■ Exercise directions:
Answer these questions using the Monkees review below.
1. Who wrote the liner notes for the new pressing?
2. In what year did RCA adopt the Dynagroove treatment?
3. Who cut the new version from the original analog master?

■ Passage:
────────────────────

Review: The Monkees in Rhino High Fidelity

1967’s Pisces, Aquarius, Capricorn & Jones Ltd. is cut directly from the master—for the very first time.
It makes perfect sense that the Rhino High Fidelity series take on a Monkees album. No, really, it does. In the 1980s, Rhino Records made their bones on Monkees reissues, when the TV stars-turned-recording artists experienced a major revival after their ’60s show reran on MTV and Nickelodeon. The label, even before it was fully acquired by Warner, has been utterly devoted to the group’s catalog, issuing multiple box sets and deluxe editions of their nine initial albums over the years. In fact, the penultimate album (save the unfortunate Changes) to receive Rhino’s super-deluxe treatment, Pisces, Aquarius, Capricorn & Jones Ltd., has just been unleashed in a 4-CD box set with all the trimmings, making it the perfect time for a Rhino High Fidelity vinyl version to accompany it.
But what makes Pisces absolutely ideal for RHF is this: As revealed in this new pressing’s liner notes—by longtime Monkee historian Andrew Sandoval—the original stereo master tape for Pisces has never been pressed to vinyl before. Originally released on Colgems and pressed by RCA, those millions of copies of Pisces that sold ’round the world were all cut from third-generation copy tapes. So if Rhino is going to give Pisces its first vinyl rendition cut directly from the master, why not do it at the highest level?
Those copy tapes of Pisces—the Monkees’ third album of 1967 and their fourth overall—were EQ’d and compressed to be in line with RCA Records’ cutting guidelines, Sandoval says. What that means isn’t exactly clear. Were they trying to make these discs sound smaller and junkier so that they could be safely played on little kiddies’ portable record players? Probably not, actually. In the late ’50s and early ’60s, RCA manufactured some of the very best stereo records in the US, but in 1963 they adopted the Dynagroove treatment, which introduced subtle distortion to the signal as a bizarre means of combatting the distortion inherently produced by cheaper consumer players. (It wasn’t a very good idea.) Until around 1970, Dynagroove was implemented on everything RCA released, from their finest classical recordings to their crudest pop slabs, so whatever they needed the Pisces master tape to do was probably something in line with those requirements.
Happily, the new Rhino High Fidelity version of Pisces, Aquarius, Capricorn & Jones Ltd. was cut directly from the original analog master by Kevin Gray of Cohearant Audio without any of that interference. And it sounds phenomenal. It’s the best I’ve heard the stereo version sound on vinyl, by a long shot. (I imagine the original mono version also used copy tapes—maybe we’ll get an all-analog version of that someday.) I compared the new RHF to a 1968 RCA Indianapolis press with 5S/5S stampers, and the difference was night and day. I also had a 1986 Rhino pressing handy, but since that uses a few alternate mixes, it wasn’t an entirely useful point of comparison. (Full disclosure: I have not heard the 1996 Sundazed cut, nor the Rhino cut from the 2016 Classic Album Collection box set, which was later released in 2022 as a stand-alone. Friday Music’s mono version from their 2014 mono box set and its stand-alone release from 2021 were also not useful points of comparison, as they don’t use the stereo mix.)

────────────────────

■ Extracted entries:
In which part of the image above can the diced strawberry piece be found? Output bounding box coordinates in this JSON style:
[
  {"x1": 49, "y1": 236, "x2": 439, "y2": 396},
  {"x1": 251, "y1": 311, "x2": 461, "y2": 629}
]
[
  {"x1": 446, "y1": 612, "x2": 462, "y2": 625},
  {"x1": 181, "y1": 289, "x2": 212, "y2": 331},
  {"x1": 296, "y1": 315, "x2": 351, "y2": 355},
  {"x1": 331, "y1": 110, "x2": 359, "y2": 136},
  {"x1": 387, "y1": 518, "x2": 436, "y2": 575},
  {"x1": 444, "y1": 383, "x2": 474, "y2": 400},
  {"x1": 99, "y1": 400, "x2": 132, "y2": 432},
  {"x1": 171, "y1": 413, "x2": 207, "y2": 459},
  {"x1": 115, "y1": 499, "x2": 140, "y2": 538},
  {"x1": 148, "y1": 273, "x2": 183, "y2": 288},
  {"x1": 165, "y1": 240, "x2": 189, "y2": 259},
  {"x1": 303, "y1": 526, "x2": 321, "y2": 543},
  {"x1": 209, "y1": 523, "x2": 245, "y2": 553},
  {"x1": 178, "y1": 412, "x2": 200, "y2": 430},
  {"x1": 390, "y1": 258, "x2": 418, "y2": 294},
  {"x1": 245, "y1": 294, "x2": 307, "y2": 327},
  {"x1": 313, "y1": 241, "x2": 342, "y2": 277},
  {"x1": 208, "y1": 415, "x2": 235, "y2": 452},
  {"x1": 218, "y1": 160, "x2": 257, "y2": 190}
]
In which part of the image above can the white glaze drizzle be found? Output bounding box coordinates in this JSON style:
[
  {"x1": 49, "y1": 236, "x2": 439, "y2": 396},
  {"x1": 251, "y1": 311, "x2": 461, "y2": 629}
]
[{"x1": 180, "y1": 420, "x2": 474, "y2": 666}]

────────────────────

■ Expected answer:
1. Andrew Sandoval
2. 1963
3. Kevin Gray of Cohearant Audio